• [What to do] Copy the material from the line containing "the white spray" through the line containing "(1000, 273)", including both of those lines, and leave out any pictures.

• [Data provided]

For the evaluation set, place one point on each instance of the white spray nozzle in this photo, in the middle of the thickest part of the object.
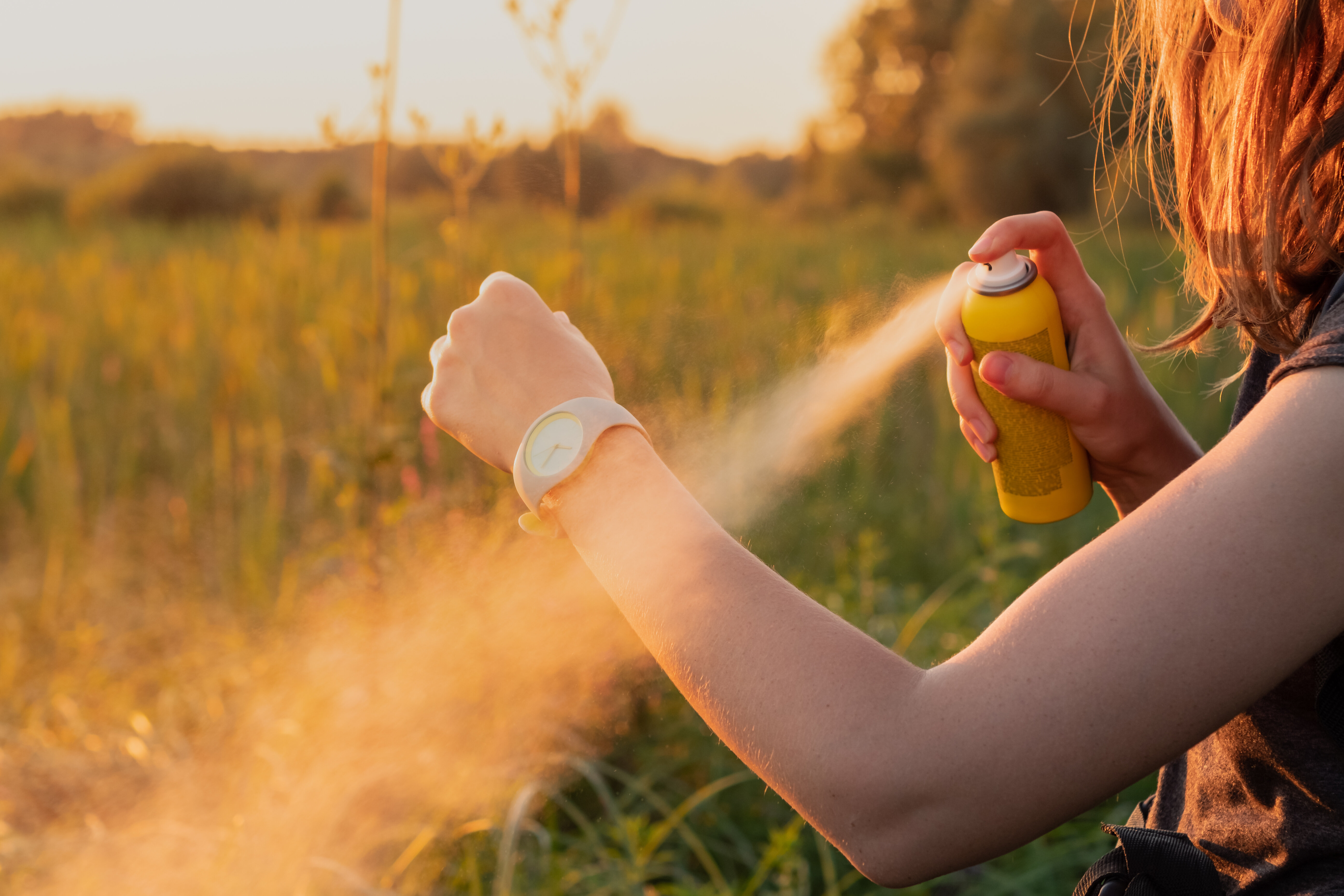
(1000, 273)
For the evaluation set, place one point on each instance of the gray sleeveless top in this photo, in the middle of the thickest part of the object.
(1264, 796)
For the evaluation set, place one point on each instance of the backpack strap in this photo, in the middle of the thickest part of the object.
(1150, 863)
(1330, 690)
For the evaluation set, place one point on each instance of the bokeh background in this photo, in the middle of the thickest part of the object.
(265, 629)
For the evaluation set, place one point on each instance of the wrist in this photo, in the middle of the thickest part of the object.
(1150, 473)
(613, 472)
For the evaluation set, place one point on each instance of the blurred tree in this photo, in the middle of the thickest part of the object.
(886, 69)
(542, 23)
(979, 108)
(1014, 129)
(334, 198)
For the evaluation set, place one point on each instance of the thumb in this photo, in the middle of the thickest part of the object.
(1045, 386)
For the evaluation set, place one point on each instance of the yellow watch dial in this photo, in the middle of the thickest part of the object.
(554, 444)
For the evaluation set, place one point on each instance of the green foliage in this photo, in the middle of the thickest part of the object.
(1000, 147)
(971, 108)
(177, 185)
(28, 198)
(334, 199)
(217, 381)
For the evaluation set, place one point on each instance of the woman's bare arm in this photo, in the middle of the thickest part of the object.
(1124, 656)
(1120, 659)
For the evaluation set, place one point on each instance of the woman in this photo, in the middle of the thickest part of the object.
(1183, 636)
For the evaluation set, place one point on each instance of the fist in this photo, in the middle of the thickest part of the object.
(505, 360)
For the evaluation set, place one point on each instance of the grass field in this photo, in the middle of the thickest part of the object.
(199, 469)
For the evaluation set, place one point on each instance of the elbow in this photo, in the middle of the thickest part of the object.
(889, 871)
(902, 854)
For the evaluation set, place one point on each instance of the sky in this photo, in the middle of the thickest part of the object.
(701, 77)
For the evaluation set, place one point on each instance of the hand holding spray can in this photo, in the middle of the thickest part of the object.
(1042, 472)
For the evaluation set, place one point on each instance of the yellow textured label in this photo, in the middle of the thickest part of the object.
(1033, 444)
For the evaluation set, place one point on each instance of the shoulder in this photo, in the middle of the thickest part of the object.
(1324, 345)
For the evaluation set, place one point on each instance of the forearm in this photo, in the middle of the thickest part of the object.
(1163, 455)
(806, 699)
...
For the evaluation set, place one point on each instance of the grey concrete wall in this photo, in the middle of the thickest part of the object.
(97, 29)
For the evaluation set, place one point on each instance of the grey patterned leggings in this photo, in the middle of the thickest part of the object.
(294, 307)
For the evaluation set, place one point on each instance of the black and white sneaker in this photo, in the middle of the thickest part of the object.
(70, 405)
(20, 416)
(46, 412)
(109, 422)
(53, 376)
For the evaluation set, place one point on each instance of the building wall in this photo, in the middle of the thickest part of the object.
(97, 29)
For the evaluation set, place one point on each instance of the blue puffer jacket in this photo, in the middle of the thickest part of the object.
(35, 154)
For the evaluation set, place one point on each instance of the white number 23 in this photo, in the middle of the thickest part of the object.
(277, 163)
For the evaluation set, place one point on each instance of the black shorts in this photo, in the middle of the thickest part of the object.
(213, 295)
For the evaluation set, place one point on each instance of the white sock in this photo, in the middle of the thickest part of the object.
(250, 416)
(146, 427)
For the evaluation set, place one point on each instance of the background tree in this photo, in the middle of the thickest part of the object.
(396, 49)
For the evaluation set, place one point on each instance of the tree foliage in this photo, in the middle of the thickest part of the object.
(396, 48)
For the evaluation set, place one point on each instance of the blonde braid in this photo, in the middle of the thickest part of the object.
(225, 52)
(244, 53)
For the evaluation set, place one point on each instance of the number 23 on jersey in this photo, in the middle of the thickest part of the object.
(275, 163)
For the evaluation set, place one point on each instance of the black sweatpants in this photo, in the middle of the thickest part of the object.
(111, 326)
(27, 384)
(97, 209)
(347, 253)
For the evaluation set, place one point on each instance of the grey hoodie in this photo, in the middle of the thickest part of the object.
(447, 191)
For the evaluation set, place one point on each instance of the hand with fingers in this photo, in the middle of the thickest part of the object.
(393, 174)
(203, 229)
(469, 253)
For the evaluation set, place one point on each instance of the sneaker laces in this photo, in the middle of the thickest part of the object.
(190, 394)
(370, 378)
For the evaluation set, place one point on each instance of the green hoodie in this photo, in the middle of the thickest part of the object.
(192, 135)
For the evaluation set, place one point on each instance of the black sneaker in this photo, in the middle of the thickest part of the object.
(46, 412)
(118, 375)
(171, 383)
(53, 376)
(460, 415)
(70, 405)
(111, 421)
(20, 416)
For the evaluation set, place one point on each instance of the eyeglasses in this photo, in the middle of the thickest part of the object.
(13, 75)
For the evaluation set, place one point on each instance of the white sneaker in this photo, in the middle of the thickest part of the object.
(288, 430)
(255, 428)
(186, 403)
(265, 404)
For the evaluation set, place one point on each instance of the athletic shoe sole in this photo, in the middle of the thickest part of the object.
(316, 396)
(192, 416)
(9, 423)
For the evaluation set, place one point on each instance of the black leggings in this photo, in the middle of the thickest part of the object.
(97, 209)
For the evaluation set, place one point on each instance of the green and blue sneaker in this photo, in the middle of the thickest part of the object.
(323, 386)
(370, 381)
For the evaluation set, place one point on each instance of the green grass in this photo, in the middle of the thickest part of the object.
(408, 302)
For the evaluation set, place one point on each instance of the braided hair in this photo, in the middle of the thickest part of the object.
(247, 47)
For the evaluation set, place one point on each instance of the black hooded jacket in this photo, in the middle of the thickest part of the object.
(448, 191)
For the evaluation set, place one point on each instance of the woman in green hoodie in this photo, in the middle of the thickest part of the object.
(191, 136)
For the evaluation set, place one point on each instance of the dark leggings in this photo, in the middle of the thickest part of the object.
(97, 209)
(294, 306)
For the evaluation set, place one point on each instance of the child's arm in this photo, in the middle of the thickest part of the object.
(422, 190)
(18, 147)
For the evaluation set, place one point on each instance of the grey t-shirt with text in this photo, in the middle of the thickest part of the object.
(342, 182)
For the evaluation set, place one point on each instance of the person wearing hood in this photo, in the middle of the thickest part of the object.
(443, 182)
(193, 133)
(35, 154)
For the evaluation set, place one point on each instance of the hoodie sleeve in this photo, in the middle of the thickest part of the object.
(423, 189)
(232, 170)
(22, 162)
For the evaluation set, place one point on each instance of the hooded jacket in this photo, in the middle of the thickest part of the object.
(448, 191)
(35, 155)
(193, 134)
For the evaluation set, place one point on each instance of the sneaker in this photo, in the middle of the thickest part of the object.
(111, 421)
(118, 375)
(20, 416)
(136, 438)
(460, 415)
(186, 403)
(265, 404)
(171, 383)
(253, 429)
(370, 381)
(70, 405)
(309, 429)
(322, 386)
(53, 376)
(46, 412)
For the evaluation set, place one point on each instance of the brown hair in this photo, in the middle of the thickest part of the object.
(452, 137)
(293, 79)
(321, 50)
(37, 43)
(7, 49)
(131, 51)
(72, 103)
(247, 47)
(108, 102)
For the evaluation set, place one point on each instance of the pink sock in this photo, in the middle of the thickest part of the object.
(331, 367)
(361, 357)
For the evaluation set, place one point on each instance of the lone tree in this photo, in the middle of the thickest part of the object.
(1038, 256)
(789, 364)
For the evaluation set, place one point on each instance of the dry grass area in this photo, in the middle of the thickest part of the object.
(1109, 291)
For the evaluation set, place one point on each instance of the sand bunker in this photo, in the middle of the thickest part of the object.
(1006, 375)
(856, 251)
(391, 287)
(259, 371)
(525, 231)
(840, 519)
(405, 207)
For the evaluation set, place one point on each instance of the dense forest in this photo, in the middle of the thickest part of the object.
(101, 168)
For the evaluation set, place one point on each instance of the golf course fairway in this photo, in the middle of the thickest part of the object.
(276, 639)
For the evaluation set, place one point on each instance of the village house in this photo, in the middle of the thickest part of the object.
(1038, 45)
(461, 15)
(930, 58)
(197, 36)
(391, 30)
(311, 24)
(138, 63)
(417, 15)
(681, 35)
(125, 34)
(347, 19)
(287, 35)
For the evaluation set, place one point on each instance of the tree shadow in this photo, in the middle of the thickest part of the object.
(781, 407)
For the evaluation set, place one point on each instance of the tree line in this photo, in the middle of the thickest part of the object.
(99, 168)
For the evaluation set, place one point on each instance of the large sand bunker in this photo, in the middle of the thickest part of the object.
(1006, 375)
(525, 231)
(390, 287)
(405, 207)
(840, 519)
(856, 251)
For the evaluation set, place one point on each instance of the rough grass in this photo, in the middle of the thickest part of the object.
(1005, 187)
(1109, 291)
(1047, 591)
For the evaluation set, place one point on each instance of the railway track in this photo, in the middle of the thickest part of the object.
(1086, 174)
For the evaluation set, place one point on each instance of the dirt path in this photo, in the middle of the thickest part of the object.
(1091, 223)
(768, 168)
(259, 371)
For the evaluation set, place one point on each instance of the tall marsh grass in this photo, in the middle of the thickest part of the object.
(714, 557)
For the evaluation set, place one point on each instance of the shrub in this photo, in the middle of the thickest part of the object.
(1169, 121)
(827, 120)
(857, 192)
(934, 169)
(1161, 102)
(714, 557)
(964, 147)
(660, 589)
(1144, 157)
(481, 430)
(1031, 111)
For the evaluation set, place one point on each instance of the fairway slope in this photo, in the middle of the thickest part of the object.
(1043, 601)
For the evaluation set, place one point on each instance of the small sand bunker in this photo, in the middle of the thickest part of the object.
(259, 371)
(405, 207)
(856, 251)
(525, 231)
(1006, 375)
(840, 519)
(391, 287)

• [The response]
For the evaluation set, place one point on each instance of the white spray nozzle in this photo, in the middle of the thickest part of the object.
(1000, 273)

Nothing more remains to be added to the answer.